→ Supplied passage
================

- Film poster
- Directed by: Kat Coiro
- Written by: Kat Coiro
- Produced by: Lauren Bratman; Kat Coiro;
- Starring: Kate Bosworth; Jamie Blackley; Iddo Goldberg;
- Cinematography: Doug Chamberlain
- Edited by: Adam Catino
- Music by: Mateo Messina
- Production companies: 1821 Pictures; Dead Serious Films;
- Distributed by: Well Go USA Entertainment
- Release dates: April 22, 2012 (Tribeca); September 13, 2013 (United States);
- Running time: 80 minutes
- Country: United States
- Language: English

= And While We Were Here =

And While We Were Here is a 2012 American romantic drama film written and directed by Kat Coiro and starring Kate Bosworth, Jamie Blackley and Iddo Goldberg. It was filmed on the island of Ischia. The film premiered at the 2012 Tribeca Film Festival and showed at the Locarno Film Festival. It released to Ultra VOD on August 13, 2012, and to theaters on September 13, 2013.

==Plot==
Jane and her husband, Leonard, travel to Naples, where Leonard has been hired to teach and perform with his instrument of choice, the viola. Jane and Leonard have a strained marriage, with Leonard, in Jane's belief, not being a supportive or caring husband. Jane is writing a sort of memoir about her grandmother's experiences in the world wars while her husband is at work. Jane visits the island of Ischia to avoid the isolation she faces alone in the couple's hotel room. While out on a walk, she meets the young and outgoing nineteen-year-old Caleb, with whom she strikes up an acquaintance. The two spend the afternoon together and share a dinner later that night. Caleb and Jane run away from the restaurant without paying making Jane feel alive, before Caleb confessing to her that he paid the bill when he went to the bathroom. Caleb asks for Jane's phone number but she refuses and catches a ferry back to her hotel room.

================

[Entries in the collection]

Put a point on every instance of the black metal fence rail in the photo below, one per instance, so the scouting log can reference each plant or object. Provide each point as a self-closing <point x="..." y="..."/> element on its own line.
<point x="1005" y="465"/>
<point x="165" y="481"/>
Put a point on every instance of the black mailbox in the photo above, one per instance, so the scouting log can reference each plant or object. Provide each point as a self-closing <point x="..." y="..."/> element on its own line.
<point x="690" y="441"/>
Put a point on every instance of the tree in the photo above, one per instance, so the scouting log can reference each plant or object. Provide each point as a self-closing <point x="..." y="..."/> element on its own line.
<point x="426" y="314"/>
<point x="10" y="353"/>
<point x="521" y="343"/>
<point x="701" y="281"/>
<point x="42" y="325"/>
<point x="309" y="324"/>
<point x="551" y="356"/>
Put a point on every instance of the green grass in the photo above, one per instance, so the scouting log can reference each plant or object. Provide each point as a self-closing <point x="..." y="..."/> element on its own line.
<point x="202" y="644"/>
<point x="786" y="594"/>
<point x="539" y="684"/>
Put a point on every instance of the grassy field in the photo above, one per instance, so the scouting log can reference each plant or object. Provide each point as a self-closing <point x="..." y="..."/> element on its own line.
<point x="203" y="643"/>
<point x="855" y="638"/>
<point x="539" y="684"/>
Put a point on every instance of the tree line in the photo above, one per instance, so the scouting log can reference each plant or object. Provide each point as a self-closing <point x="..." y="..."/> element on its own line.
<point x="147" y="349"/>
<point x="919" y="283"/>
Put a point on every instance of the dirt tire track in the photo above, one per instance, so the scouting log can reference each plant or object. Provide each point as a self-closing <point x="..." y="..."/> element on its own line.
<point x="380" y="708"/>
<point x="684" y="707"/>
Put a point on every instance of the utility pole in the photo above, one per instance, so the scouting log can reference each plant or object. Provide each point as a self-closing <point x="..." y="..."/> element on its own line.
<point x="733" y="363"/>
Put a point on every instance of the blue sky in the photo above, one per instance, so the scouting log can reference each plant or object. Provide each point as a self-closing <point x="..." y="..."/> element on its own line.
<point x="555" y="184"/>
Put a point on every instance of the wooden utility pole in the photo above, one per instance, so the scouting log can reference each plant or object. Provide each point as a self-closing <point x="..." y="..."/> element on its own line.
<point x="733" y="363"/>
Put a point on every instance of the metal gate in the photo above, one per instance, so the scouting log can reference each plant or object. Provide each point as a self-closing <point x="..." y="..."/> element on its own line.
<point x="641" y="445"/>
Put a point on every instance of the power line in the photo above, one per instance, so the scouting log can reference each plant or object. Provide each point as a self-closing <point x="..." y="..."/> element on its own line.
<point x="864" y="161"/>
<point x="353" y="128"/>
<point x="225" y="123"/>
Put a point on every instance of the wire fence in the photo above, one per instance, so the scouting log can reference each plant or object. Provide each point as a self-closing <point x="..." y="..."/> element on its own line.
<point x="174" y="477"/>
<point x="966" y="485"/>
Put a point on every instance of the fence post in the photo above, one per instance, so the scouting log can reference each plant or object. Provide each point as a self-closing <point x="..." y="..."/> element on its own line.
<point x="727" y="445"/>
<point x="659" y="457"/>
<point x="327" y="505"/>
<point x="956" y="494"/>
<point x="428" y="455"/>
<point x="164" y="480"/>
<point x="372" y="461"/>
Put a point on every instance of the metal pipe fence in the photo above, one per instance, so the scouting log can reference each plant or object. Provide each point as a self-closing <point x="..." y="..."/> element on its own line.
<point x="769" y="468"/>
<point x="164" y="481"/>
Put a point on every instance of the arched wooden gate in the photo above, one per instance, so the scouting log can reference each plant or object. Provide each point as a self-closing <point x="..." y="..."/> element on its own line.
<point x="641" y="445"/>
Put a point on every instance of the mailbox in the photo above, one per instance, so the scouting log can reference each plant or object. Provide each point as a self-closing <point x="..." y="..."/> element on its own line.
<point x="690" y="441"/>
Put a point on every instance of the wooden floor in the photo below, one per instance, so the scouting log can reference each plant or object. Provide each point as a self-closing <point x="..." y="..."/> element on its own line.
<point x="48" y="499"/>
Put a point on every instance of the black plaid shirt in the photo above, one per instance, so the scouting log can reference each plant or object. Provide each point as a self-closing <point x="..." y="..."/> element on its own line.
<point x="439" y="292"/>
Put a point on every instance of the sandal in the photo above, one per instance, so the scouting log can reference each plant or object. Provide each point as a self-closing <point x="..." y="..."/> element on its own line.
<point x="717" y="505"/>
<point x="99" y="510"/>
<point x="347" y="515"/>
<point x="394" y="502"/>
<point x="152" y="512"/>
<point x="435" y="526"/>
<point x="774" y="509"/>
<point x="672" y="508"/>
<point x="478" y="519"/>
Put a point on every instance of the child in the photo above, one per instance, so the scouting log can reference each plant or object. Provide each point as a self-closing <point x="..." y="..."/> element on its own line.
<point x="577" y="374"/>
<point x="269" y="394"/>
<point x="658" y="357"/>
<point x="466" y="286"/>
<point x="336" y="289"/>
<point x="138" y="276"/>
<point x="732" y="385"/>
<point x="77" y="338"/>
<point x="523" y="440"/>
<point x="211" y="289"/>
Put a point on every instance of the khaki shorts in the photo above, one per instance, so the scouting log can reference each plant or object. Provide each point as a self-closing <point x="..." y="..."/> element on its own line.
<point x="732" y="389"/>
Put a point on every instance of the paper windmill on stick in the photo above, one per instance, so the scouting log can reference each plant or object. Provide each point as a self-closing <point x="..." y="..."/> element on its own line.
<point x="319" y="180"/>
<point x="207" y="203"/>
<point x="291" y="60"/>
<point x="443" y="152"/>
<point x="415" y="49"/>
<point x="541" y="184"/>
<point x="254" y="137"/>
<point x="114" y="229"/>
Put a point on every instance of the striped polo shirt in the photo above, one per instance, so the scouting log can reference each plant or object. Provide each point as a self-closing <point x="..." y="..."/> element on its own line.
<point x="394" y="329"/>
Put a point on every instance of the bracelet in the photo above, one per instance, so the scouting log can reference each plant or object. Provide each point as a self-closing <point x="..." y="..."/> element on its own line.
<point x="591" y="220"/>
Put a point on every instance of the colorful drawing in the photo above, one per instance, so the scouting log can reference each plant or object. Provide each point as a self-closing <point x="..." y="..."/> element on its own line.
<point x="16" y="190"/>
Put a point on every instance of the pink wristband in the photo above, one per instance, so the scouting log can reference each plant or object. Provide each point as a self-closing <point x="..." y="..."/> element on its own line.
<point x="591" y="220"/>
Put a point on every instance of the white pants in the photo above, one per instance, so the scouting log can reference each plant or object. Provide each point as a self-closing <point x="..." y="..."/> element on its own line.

================

→ Exercise task 1
Quote the And While We Were Here article starting at "And While We Were Here is" and ending at "September 13, 2013.".
→ Exercise task 2
Extend the And While We Were Here article, picking up after its last sentence.
The data are separate material, apart from the And While We Were Here article.

→ Expected output 1
And While We Were Here is a 2012 American romantic drama film written and directed by Kat Coiro and starring Kate Bosworth, Jamie Blackley and Iddo Goldberg. It was filmed on the island of Ischia. The film premiered at the 2012 Tribeca Film Festival and showed at the Locarno Film Festival. It released to Ultra VOD on August 13, 2012, and to theaters on September 13, 2013.

→ Expected output 2
The following day Jane and Leonard share a lunch in which further strain is shown, with Leonard not understanding why Jane has such a fascination with and envy of the life of a 'young, care-free' teenager. As she is saying this, Caleb suddenly arrives at the restaurant and sits with the couple at Jane's invitation. Leonard shows signs of suspicion of the two and promptly asks for the check. The three walk towards Leonard's work and Caleb leaves them but not before writing his address on Jane's hand despite Leonard pointing out that he has a piece of paper. Jane and Leonard say goodbye to each other and Jane walks away and runs into Caleb again. Jane asks Caleb if he is following her to which he asks whether that would be weird. The two walk together and Caleb confesses to Jane that he couldn't sleep after meeting her and actually planned to bump into her so he could see her again. The two share a passionate kiss. However Jane soon pulls away and questions Caleb's motives before leaving and telling him not to follow her. Jane goes home to have a shower but writes down Caleb's address in her notebook so she doesn't lose it when it washes off.

Jane tries to reignite the spark in her marriage and tries to initiate intimacy between the two but Leonard rebuffs her, instead concentrating on his work. Once again, Jane begins to see the cracks in her marriage and soon follows the address in her book to find Caleb. The two share a day of walking, dancing and swimming around the island before the two have sex in his home. Jane goes back to her hotel room and husband the following morning where he scolds her for allowing him to worry about her, especially when she claims she was just walking all night. Jane tells Leonard that they need to talk but he insists that he needs to go to work.

That night, when Leonard arrives home they fight and Jane confesses her affair to him. Leonard is angry at first, throwing a glass at the wall, but soon asks Jane to do what she needs to do. He also asks her to meet him at the train station at four the following day so that can depart the country together and re-patch their marriage, no guilt and no questions asked.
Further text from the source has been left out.